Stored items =
▬▬▬

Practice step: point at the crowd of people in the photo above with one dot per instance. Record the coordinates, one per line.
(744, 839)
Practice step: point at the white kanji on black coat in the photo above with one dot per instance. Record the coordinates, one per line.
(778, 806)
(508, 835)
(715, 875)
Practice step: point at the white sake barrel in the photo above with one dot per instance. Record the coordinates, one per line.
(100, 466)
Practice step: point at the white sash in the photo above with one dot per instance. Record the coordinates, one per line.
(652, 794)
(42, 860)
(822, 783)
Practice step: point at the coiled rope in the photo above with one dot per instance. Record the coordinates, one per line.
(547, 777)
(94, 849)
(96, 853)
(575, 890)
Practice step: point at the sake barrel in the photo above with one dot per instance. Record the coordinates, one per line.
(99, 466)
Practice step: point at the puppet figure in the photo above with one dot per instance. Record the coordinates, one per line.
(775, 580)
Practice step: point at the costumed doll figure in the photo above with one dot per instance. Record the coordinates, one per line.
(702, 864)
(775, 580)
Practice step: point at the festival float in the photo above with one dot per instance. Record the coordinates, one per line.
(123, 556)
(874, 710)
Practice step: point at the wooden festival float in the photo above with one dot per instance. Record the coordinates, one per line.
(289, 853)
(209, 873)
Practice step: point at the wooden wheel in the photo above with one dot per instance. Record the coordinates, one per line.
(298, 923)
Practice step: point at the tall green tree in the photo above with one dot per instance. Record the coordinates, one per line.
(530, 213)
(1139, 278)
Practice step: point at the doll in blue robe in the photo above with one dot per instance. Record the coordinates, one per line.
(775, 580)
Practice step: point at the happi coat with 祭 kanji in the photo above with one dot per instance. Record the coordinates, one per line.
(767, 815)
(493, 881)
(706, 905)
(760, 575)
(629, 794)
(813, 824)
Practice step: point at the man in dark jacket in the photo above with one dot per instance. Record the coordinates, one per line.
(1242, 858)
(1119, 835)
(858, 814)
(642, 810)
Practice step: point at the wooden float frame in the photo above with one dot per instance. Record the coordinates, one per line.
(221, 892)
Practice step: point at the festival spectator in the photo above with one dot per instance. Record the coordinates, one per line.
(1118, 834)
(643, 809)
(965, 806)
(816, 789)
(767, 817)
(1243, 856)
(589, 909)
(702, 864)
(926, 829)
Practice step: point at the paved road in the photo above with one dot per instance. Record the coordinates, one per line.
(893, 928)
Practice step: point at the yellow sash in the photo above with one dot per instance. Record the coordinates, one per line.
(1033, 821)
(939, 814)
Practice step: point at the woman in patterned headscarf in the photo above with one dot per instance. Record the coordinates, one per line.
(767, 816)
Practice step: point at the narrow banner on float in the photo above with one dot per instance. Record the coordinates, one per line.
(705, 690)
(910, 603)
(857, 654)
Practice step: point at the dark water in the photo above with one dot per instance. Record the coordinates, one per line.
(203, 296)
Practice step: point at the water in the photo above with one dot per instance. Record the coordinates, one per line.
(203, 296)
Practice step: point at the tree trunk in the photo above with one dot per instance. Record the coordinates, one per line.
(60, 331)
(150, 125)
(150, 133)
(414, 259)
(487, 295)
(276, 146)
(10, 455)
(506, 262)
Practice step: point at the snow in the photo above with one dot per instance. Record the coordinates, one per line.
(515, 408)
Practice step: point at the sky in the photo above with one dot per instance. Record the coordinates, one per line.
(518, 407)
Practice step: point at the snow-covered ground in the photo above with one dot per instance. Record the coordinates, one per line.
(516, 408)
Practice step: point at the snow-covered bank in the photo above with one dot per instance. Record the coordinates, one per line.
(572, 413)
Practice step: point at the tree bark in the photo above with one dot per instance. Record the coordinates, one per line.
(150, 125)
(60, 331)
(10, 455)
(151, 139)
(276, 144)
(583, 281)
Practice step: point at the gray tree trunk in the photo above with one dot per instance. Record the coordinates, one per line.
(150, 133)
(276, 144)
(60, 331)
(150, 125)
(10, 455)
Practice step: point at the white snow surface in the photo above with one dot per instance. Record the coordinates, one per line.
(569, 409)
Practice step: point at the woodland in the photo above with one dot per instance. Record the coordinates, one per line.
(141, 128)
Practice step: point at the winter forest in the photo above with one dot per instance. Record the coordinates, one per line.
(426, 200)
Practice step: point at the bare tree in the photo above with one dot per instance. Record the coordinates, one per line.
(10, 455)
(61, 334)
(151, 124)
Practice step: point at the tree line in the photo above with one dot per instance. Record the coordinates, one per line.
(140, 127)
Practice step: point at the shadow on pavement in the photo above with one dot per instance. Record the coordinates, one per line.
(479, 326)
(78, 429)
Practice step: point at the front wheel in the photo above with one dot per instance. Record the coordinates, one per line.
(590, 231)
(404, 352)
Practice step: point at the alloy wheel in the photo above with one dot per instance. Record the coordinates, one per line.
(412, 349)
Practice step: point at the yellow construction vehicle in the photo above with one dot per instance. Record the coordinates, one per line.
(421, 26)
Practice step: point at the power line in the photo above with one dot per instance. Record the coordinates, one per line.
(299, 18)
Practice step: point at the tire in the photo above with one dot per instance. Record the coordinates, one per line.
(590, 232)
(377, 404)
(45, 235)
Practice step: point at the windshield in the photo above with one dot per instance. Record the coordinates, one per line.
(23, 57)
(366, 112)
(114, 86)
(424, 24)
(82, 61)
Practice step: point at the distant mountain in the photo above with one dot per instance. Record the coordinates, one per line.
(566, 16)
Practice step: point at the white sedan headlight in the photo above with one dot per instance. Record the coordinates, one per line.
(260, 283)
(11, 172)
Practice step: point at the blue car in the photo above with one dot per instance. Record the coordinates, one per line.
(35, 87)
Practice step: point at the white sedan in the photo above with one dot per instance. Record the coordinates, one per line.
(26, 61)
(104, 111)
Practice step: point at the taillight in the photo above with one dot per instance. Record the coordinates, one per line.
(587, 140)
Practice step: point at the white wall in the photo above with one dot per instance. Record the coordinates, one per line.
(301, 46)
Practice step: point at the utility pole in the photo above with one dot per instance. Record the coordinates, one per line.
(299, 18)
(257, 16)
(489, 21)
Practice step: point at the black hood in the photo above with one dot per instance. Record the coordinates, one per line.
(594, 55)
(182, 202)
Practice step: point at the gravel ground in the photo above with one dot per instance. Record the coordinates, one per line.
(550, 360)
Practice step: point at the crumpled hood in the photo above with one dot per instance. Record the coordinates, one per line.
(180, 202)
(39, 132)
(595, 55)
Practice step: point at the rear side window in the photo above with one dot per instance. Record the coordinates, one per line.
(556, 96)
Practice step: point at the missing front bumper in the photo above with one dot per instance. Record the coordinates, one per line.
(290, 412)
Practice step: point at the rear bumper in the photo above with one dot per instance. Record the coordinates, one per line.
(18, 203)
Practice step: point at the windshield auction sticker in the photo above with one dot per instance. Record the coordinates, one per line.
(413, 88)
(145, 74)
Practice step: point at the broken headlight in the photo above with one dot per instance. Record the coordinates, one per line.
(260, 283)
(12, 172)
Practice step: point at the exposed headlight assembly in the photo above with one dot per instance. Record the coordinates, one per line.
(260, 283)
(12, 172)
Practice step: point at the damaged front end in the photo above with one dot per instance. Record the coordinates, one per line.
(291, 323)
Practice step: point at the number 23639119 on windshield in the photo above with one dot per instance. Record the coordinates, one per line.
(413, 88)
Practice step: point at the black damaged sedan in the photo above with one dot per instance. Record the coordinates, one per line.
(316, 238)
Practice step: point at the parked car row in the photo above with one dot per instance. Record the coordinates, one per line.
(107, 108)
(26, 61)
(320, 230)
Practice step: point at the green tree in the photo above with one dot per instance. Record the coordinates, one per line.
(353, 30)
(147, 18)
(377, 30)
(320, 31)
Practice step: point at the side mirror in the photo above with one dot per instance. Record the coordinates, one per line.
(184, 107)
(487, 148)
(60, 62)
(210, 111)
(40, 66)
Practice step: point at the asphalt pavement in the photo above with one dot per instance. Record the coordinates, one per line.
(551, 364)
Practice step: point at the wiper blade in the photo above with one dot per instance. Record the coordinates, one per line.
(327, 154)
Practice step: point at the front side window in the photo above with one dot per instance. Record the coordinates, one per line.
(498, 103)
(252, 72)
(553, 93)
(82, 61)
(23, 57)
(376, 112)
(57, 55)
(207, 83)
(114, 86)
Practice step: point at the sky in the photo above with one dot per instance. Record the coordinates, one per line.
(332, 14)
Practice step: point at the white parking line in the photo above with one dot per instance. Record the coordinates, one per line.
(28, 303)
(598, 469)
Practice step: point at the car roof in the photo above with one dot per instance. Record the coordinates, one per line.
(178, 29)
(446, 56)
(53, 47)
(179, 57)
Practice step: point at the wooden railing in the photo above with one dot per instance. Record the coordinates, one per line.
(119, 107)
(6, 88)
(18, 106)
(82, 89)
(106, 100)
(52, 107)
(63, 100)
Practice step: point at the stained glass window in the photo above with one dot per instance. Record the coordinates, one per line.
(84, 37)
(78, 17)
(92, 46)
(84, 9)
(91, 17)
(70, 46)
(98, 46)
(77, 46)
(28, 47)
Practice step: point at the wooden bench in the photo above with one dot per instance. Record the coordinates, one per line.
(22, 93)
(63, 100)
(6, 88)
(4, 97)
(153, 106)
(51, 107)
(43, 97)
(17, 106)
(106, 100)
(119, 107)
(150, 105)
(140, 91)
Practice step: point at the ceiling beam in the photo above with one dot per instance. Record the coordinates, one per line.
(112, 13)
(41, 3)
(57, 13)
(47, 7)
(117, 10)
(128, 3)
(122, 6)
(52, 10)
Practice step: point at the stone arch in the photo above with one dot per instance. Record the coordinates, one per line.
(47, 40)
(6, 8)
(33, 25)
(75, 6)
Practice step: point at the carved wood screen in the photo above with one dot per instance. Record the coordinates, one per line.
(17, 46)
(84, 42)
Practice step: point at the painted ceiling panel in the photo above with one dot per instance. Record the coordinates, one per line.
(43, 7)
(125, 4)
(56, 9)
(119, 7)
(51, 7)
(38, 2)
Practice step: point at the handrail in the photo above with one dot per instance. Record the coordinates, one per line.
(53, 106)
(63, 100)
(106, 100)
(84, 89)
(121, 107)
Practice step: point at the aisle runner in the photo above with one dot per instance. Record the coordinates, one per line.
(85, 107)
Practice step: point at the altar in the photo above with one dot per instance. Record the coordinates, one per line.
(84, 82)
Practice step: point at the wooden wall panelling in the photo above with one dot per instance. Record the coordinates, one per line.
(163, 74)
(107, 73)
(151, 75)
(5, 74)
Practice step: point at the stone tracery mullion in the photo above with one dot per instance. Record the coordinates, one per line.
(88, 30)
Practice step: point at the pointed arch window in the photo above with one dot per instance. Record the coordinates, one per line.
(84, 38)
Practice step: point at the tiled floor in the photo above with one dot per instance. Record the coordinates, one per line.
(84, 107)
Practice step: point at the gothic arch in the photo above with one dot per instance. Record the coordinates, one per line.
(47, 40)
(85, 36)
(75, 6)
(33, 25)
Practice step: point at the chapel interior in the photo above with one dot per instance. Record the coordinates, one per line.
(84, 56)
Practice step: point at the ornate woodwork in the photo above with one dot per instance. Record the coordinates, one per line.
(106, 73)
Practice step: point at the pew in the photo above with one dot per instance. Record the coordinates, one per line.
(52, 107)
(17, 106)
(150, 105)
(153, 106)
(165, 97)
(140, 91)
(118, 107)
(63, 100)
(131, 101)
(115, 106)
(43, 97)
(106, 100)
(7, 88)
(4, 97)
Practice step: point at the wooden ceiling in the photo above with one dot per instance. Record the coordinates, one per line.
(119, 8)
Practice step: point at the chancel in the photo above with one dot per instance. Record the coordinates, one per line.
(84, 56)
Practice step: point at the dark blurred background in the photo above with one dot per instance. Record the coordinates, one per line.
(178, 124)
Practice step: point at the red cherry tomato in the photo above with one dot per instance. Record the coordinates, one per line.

▬▬▬

PROBLEM REQUIREMENTS =
Rewrite the part of the listing that opens with the line containing "Practice step: point at the white sake" and closes with the line containing "(1139, 278)", replacing "festival float" with "parade float" and keeping everything else unchanged.

RESPONSE TO THE TASK =
Practice step: point at the white sake barrel in the photo above with one dot per instance. Record the coordinates, one per line.
(100, 466)
Practice step: point at the white sash in the photo above with one dot per instance. Record the coordinates, one per line.
(652, 794)
(42, 860)
(822, 783)
Practice step: point at the coiled rope in the photo above with one dot per instance. Record the coordinates, one per line.
(547, 777)
(94, 849)
(96, 853)
(575, 890)
Practice step: point at the sake barrel in the photo above with one dot per instance. Record the coordinates, one per line.
(99, 466)
Practice step: point at the puppet figure in the photo above with one dot per instance. Record the coordinates, one per line.
(775, 580)
Practice step: point at the costumed doll figure in the photo above with one dot per instance. Record the coordinates, one per line.
(702, 864)
(775, 580)
Practice step: point at the parade float in the photo above with one dot per instance. Record the coordinates, one per line.
(123, 556)
(874, 710)
Practice step: point at the wooden parade float in the photo above with one dot per instance. Record the coordinates, one per line.
(289, 853)
(209, 873)
Practice step: point at the wooden wheel in the photo above with one dot per instance. Record the coordinates, one per line.
(298, 923)
Practice step: point at the tall green tree in the photo above with one dot per instance. Record the coordinates, one per line.
(530, 213)
(1139, 278)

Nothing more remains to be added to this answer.